ASSIGNMENT:
Leaving the pictures out, transcribe the records below exactly.

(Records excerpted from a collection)
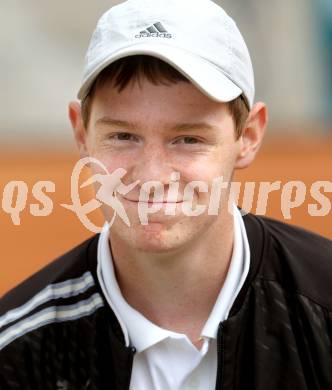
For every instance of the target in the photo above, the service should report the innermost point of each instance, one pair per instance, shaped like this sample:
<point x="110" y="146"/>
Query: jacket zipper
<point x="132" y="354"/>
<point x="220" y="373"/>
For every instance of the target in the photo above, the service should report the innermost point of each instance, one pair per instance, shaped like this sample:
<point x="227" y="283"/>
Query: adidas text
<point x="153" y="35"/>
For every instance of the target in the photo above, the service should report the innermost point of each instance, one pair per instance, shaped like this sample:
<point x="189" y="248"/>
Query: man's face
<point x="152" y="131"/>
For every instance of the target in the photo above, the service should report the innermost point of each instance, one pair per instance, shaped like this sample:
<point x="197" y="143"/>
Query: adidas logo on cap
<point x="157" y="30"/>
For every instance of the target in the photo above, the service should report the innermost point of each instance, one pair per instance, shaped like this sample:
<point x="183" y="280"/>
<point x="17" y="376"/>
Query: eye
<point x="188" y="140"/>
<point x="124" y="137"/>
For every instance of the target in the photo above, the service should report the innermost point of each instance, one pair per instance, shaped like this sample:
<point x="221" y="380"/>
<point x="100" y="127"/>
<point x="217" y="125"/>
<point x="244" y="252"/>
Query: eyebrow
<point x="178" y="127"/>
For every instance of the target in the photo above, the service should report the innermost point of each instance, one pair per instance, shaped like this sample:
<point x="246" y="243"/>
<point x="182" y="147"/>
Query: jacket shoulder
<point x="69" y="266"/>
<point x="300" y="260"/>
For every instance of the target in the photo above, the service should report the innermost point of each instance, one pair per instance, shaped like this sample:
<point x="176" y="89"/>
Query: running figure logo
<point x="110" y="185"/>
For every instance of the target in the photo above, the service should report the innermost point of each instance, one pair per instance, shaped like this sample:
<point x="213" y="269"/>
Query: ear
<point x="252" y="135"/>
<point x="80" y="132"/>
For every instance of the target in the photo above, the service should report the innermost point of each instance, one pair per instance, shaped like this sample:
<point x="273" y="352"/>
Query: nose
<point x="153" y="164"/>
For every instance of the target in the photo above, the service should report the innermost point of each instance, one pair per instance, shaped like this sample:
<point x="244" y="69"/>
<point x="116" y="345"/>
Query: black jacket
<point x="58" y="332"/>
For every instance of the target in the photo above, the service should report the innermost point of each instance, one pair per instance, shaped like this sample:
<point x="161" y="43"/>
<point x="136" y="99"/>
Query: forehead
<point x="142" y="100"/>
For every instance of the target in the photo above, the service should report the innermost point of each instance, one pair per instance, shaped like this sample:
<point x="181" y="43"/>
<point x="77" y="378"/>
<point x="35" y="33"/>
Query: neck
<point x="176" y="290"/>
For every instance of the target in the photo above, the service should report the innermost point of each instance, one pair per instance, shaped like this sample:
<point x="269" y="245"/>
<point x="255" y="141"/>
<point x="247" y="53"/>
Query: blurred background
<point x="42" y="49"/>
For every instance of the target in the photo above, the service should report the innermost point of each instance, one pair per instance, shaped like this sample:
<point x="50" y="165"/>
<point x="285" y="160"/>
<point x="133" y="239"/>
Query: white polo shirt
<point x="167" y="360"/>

COMPLETED EXERCISE:
For every instance of the target in the photo above, the service should report the innermost point of each instance, one pair per instance, shaped like this sample:
<point x="110" y="146"/>
Query: jacket zipper
<point x="132" y="354"/>
<point x="220" y="373"/>
For every instance of the target in the photo above, the service should report the innermost point of each instance, one pair per instance, shaped like this sample:
<point x="227" y="283"/>
Query: adidas text
<point x="153" y="35"/>
For every instance of the target in the photo above, the service should report the innermost point of each instance, one pair per instance, shaped like this sample:
<point x="189" y="248"/>
Query: man's face
<point x="152" y="131"/>
For every instance of the target in the photo above, the service should report the innermost point of each instance, one pair per instance, shaped like this sample:
<point x="197" y="143"/>
Query: adidas logo on cap
<point x="157" y="30"/>
For every instance of the target in the photo above, the service should report the innermost point of each instance, one pair per instance, shaped like this sample:
<point x="183" y="280"/>
<point x="17" y="376"/>
Query: eye
<point x="188" y="140"/>
<point x="124" y="137"/>
For every instance of the target in the photo above, the service should report the innermost point of each instance, one pair per instance, shaped like this sample:
<point x="221" y="380"/>
<point x="100" y="127"/>
<point x="217" y="125"/>
<point x="244" y="252"/>
Query: eyebrow
<point x="178" y="127"/>
For every instance of the target in the photo above, the service should report the innermost point of each instance, one pair per instance, shaped like this sample:
<point x="246" y="243"/>
<point x="182" y="147"/>
Query: jacket shoulder
<point x="69" y="266"/>
<point x="300" y="260"/>
For every instance of the target in the photo above, the service should report the innermost point of each instance, one pair per instance, shaped like this sample:
<point x="176" y="89"/>
Query: running figure logo
<point x="110" y="185"/>
For every instance of the target in the photo above, the service should report the innermost point of each instance, one pair per instance, shaped like this sample:
<point x="213" y="269"/>
Query: ear
<point x="252" y="135"/>
<point x="80" y="132"/>
For every instance of the target in the photo above, the service should report the innermost point of each instance, one pair per instance, shaped like this sample:
<point x="273" y="352"/>
Query: nose
<point x="153" y="164"/>
For every instance of the target in the photo above, the service should report the innermost point of each instance, one pair per instance, shaped like this sample:
<point x="244" y="69"/>
<point x="116" y="345"/>
Query: black jacket
<point x="58" y="332"/>
For every instance of the target in the photo above, the service should report the innermost point of each instance, one pair per instance, shaped like this sample:
<point x="161" y="43"/>
<point x="136" y="99"/>
Query: forehead
<point x="142" y="100"/>
For every instance of the target in the photo above, the service should report the innermost point of each instance, one pair per instance, shaped like this sample:
<point x="181" y="43"/>
<point x="77" y="378"/>
<point x="35" y="33"/>
Query: neck
<point x="176" y="290"/>
For every instance of the target in the photo above, the service should report the innermost point of each instance, one pair per instance, shaped like this sample:
<point x="269" y="245"/>
<point x="255" y="141"/>
<point x="247" y="53"/>
Query: blurred background
<point x="42" y="49"/>
For every instance of the target in the photo above, the service should report the innermost point of each instance, one pair per instance, shaped like this sample:
<point x="50" y="165"/>
<point x="285" y="160"/>
<point x="133" y="239"/>
Query: white polo shirt
<point x="167" y="360"/>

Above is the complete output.